Go through the records and give each one again exactly, omitting the images.

(Natural-language object grounding data)
• • •

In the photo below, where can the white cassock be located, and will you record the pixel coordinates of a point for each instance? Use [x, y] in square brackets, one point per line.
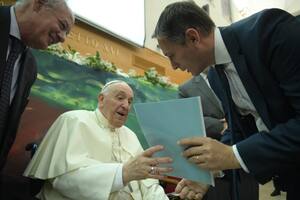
[80, 156]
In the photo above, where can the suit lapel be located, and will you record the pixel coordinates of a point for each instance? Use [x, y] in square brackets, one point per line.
[250, 85]
[5, 25]
[200, 82]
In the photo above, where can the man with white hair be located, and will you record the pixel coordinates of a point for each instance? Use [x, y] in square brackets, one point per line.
[28, 23]
[91, 155]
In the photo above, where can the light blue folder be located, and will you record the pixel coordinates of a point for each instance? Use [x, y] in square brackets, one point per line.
[165, 123]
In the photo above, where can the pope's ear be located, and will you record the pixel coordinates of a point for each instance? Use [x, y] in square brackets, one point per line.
[192, 35]
[100, 99]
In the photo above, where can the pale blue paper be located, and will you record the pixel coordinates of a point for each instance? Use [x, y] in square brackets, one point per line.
[165, 123]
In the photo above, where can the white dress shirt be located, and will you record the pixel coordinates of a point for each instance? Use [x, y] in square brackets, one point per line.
[239, 95]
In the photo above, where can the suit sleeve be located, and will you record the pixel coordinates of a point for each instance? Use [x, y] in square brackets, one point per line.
[277, 152]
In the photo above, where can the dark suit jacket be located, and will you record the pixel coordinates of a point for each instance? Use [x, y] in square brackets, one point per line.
[265, 49]
[27, 76]
[211, 105]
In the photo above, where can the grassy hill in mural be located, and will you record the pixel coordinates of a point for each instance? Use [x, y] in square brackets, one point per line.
[70, 86]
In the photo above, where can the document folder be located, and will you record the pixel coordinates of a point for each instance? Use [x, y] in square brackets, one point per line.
[166, 122]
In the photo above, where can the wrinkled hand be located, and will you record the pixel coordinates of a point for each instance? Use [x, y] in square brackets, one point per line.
[191, 190]
[144, 166]
[209, 154]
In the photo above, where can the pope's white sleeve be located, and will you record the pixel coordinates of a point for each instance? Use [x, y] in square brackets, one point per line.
[152, 190]
[90, 183]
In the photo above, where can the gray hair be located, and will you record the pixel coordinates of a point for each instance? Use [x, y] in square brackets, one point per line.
[177, 17]
[51, 4]
[48, 3]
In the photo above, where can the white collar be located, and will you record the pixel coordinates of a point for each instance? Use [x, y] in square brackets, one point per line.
[221, 54]
[103, 122]
[14, 27]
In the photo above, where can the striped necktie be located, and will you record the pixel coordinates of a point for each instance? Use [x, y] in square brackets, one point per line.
[5, 88]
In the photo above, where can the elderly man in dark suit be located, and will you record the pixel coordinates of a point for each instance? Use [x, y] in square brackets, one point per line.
[29, 23]
[256, 75]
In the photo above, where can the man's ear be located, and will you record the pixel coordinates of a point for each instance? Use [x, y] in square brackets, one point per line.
[192, 36]
[38, 4]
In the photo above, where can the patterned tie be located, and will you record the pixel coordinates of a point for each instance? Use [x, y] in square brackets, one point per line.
[232, 122]
[16, 49]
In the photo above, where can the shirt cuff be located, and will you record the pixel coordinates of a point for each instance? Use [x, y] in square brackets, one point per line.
[118, 180]
[238, 157]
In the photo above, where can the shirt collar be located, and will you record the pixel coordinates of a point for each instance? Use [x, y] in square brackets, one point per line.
[221, 54]
[102, 121]
[14, 27]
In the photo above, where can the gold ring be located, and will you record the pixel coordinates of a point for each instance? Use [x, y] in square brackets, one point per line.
[152, 170]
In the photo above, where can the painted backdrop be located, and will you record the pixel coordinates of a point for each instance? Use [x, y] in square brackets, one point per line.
[62, 85]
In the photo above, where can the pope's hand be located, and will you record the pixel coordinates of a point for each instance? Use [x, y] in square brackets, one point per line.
[191, 190]
[144, 166]
[209, 154]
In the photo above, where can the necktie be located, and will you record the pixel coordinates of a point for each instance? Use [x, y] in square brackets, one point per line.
[232, 119]
[16, 49]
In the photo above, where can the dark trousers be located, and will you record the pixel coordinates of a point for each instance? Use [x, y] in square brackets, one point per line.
[248, 188]
[15, 188]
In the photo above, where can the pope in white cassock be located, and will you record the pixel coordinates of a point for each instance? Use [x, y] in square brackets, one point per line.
[91, 155]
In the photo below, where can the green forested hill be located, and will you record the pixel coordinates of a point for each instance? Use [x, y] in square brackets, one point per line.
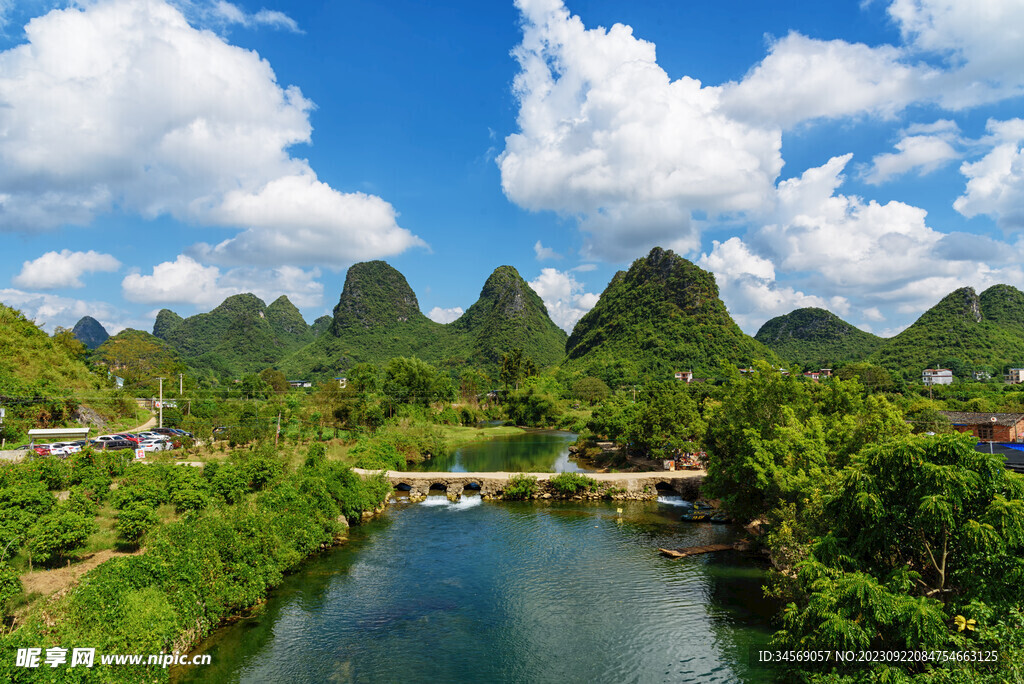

• • •

§ **Task solution**:
In the photo below, where can the white cassock be located, and will you record the pixel coordinates of a point for each instance? Use [x, y] in square brackets, one point per line.
[80, 156]
In the photo above, where can the suit lapel be located, and will you record the pixel coordinates of a point for each instance? Use [x, y] in square brackets, one point per line.
[250, 85]
[5, 25]
[200, 82]
In the photo above, where can the man with white hair be located, and will you record the pixel coordinates of a point for each instance? Use [x, y] in square brackets, one point per line.
[28, 23]
[91, 155]
In the photo above, where can the light blue folder be located, and will you record the pixel coordinates of a point for each instance? Use [x, y] in square brackets, one point per line.
[165, 123]
In the photo above, where can the pope's ear be located, and will you record the pixel coordinates of a point for each instance? Use [x, y] in square brackets, one point per line.
[192, 35]
[100, 99]
In the photo above, where can the pale blue paper be located, and will you record the pixel coordinates of a point for each instance? Use [x, y] in square brackets, one point per line.
[165, 123]
In the photo above, where can the white dress shirt be located, and will you record the pixel coordinates of a point for each instance? Use [x, y] in square brackets, one point per line.
[239, 95]
In the photo above, where can the suit sleeve be located, and will you record the pixel coordinates of a point for each instance? Use [x, y] in square brackets, one point per line.
[277, 152]
In the photo above, where can the dark suit jacket be located, and will you record the pixel coordinates of a point for each instance? Use [x, y] in square brackets, one point per line.
[265, 49]
[27, 76]
[211, 105]
In the photo above, where can the grassy hill in mural be located, and will you record the pixel coordinates of a point for each instance? Use [x, y] in square brackets, one point per line.
[70, 86]
In the photo above, where can the document folder be located, and will you record the pixel coordinates of a point for each instance? Use [x, y] in square brackets, one point per line.
[166, 122]
In the photo above, where can the wrinkled hand be located, and will you record the pixel coordinates of a point for each instance? Use [x, y] in square brackets, one point per line.
[191, 190]
[144, 166]
[209, 154]
In the photo above, where can the pope's white sleeve be located, and will you record the pixel coordinates of a point for each instance? Use [x, y] in square brackets, one point per line.
[152, 190]
[90, 183]
In the photo above, where can the gray hair be located, and will you record the pixel coordinates of a point for each instance? Use [x, y] in square brackets, one point per line.
[177, 17]
[51, 4]
[48, 3]
In the photo above, where can the white collar be located, and will you record the pixel coordinates of a point for each instance? Use [x, y] in square brackets, one point per line.
[221, 54]
[103, 122]
[14, 27]
In the photo above, where can the striped necktie be located, and will you record the pixel coordinates of a point for each instance? Use [x, y] in square brackets, one point per line.
[5, 88]
In the photo above, where can the elderly man in dark suit be located, and will you record the pixel coordinates of a point for each instance? Use [x, y] in square brackets, one point per line.
[29, 23]
[256, 75]
In the photo above, where can the man's ear be located, and will you record the pixel coordinates of a point for each instance? Use [x, y] in square brackets, one point per line.
[192, 36]
[38, 4]
In the photo above, where can the patterned tie be located, and will you record the pixel coordinates of a point for each instance? Use [x, y] in square brackets, one point per line.
[232, 122]
[16, 49]
In the photo above, where can the shirt cuff be located, and will you record the pixel coordinates of a point for each instance? Use [x, y] in square brackets, one point per line.
[118, 180]
[238, 157]
In the photo above, where can the shirt collar be located, and will you record the pixel coordinates of a point for each instance? Use [x, y] in square brackets, one point per line.
[221, 54]
[102, 121]
[14, 27]
In the photo above, where can the gold ring be located, and will you record the pixel coordinates of a point for each instance? Use [x, y] in square brackets, one point per line.
[152, 170]
In the photo above, where can the painted backdrop be located, and will you record the pixel coordinates of a point for each instance? Use [x, y] in square brackets, one point per line.
[62, 85]
In the photo above, where can the pope's hand be located, and will you record the pixel coordinates of a point for each instance? Use [x, y] in square brackets, one point per line.
[191, 190]
[144, 166]
[209, 154]
In the photo above, where can the necktie be located, and will you record the pixel coordinates of a point for each instance? Use [x, y] in square brackets, one point per line.
[232, 119]
[16, 49]
In the photo above, where can the dark trousers be located, and will you record the pixel coordinates of a point for each instance? Use [x, y] in square brackets, one point per line.
[248, 188]
[15, 188]
In the photo above, where can the pope in white cassock be located, and will you record the pixel coordinates of a point for each instance? Use [x, y] in square brackets, one point per line.
[91, 155]
In the photo below, where can the green forested hill be located, and will you record the pixel coordinates of a point for each instance? Use [x, y] in square brackets, one point per line.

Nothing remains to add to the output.